▸ Work to complete:
Would you restate all the entries exactly, leaving nothing out?

Items from a data source
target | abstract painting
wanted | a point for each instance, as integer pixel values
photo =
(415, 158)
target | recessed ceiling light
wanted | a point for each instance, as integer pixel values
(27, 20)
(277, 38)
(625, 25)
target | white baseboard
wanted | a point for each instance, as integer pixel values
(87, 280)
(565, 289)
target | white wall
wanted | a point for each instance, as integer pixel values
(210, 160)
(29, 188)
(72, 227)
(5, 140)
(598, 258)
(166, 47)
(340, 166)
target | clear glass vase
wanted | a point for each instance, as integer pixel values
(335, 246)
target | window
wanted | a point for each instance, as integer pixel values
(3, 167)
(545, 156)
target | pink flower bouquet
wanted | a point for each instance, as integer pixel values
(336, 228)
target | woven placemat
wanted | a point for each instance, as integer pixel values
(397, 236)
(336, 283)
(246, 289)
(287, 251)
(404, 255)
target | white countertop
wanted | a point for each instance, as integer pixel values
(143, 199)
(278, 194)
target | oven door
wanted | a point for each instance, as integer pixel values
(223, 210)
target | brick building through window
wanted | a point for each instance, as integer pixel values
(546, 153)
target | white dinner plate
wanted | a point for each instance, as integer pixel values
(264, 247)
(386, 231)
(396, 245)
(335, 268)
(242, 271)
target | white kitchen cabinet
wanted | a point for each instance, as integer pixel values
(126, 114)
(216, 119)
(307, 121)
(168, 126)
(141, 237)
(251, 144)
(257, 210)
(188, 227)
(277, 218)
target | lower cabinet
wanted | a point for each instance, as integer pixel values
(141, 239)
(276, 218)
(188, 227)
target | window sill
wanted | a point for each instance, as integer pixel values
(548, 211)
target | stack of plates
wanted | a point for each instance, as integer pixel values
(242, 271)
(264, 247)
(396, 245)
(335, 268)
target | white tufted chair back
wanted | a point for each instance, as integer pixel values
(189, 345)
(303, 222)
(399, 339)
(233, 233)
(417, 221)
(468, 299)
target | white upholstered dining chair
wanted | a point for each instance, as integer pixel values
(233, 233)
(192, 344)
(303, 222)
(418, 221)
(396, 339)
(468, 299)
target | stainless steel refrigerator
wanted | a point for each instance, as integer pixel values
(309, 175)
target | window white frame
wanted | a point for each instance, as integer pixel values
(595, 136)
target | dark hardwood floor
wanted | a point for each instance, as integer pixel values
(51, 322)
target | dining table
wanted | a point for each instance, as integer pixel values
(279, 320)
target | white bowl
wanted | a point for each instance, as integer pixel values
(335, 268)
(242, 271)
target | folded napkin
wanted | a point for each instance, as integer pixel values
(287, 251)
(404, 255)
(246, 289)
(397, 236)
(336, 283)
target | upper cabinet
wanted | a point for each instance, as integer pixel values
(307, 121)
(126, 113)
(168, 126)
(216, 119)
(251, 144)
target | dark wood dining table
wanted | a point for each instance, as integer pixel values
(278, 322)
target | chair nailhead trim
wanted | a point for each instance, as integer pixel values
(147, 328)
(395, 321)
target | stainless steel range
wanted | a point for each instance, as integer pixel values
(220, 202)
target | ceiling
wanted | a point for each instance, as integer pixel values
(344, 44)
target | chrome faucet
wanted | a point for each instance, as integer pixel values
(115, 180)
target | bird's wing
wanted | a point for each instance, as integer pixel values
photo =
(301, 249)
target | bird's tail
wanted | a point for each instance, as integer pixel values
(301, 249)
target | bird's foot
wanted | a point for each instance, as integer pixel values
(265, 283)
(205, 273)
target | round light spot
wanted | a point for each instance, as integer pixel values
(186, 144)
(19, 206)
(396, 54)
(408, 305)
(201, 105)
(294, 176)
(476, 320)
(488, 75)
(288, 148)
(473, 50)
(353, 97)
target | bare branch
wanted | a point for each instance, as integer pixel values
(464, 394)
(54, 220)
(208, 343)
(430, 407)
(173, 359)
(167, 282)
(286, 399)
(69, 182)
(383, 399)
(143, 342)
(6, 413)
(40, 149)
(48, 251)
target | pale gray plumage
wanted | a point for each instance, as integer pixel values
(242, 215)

▸ Written solution:
target | abstract painting
wanted | a point for each instance, as integer pixel values
photo =
(415, 158)
target | recessed ceiling light
wanted | a point for each instance, as integer pixel values
(27, 20)
(277, 38)
(625, 25)
target | white baseboard
wanted | a point for each instance, as integer pixel values
(87, 280)
(565, 289)
target | white wall
wanted | a point for each instance, as integer pixel values
(210, 160)
(29, 188)
(72, 227)
(5, 140)
(598, 258)
(166, 47)
(340, 166)
target | clear glass vase
wanted | a point for each instance, as integer pixel values
(335, 246)
target | window
wanted | a point for each instance, as integer pixel values
(3, 167)
(545, 156)
target | pink flower bouquet
wanted | a point for each instance, as integer pixel values
(336, 228)
target | woven placemat
wanted | a point for each instance, as integer pixel values
(397, 236)
(336, 283)
(246, 289)
(287, 251)
(404, 255)
target | white countertop
wanted | a point for each instance, as integer pixel values
(143, 199)
(278, 194)
target | oven door
wanted | a point for each instance, as integer pixel values
(223, 210)
target | brick building through window
wanted | a point for each instance, as integer pixel values
(546, 153)
target | white dinner plate
wanted | a point for each instance, as integer pixel values
(264, 247)
(386, 231)
(396, 245)
(335, 268)
(242, 271)
target | white kitchen cabinet
wanted | a point for each instance, as integer pixel values
(126, 114)
(216, 119)
(307, 121)
(168, 126)
(141, 237)
(251, 144)
(257, 210)
(188, 227)
(277, 218)
target | lower cabinet
wanted | a point for each instance, as integer pixel values
(141, 239)
(276, 218)
(188, 227)
target | window sill
wanted | a point for each instance, as integer pixel values
(548, 211)
target | stack of plates
wanted | a point for each instance, as integer pixel values
(242, 271)
(264, 247)
(396, 245)
(335, 268)
target | white tufted chair back
wanted | a point for each instance, as integer pixel values
(189, 345)
(303, 222)
(399, 339)
(233, 233)
(417, 221)
(468, 299)
target | white upholstered dining chair
wanted | a point for each instance, as integer pixel values
(233, 233)
(192, 344)
(303, 222)
(418, 221)
(396, 339)
(468, 299)
target | stainless steel refrigerator
wanted | a point for each instance, as integer pixel values
(309, 175)
target | window white frame
wanted | a point for each instance, as integer pixel values
(595, 136)
target | dark hardwood floor
wanted | a point for each instance, as integer pixel values
(51, 322)
target | dining table
wanted | a point for each instance, as integer pixel values
(279, 320)
target | white bowl
wanted | a point for each instance, as integer pixel values
(335, 268)
(242, 271)
target | folded napkin
wanted | a point for each instance, as integer pixel values
(287, 251)
(404, 255)
(246, 289)
(397, 236)
(336, 283)
target | upper cabinet
wanted | a point for each instance, as integer pixel values
(307, 121)
(126, 113)
(168, 126)
(216, 119)
(251, 144)
target | dark wood dining table
wanted | a point for each instance, as integer pixel values
(278, 322)
target | chair nailhead trim
wanted | a point for each instance, as integer pixel values
(147, 328)
(395, 321)
target | stainless steel range
wanted | a point for each instance, as integer pixel values
(220, 202)
target | ceiling
wanted | a point for each instance, as integer pixel values
(344, 44)
target | chrome faucet
wanted | a point for each instance, as integer pixel values
(115, 180)
target | bird's wing
wanted | a point for each instance, as integer pixel values
photo =
(301, 249)
target | bird's tail
wanted | a point for each instance, as integer pixel values
(301, 249)
target | bird's foot
wanted | a point for each instance, as integer pixel values
(265, 283)
(205, 273)
target | round light spot
wanted | a point for each instance, as integer pixel values
(186, 144)
(19, 206)
(396, 54)
(408, 305)
(201, 105)
(294, 176)
(476, 320)
(488, 75)
(288, 148)
(473, 50)
(353, 97)
target | bare branch
wanted | a point for each instance, as integer pixel values
(464, 394)
(54, 220)
(208, 343)
(430, 407)
(173, 359)
(167, 282)
(286, 399)
(69, 182)
(383, 399)
(143, 342)
(6, 413)
(40, 149)
(48, 251)
target | pale gray plumage
wanted | a point for each instance, as integer pixel values
(242, 215)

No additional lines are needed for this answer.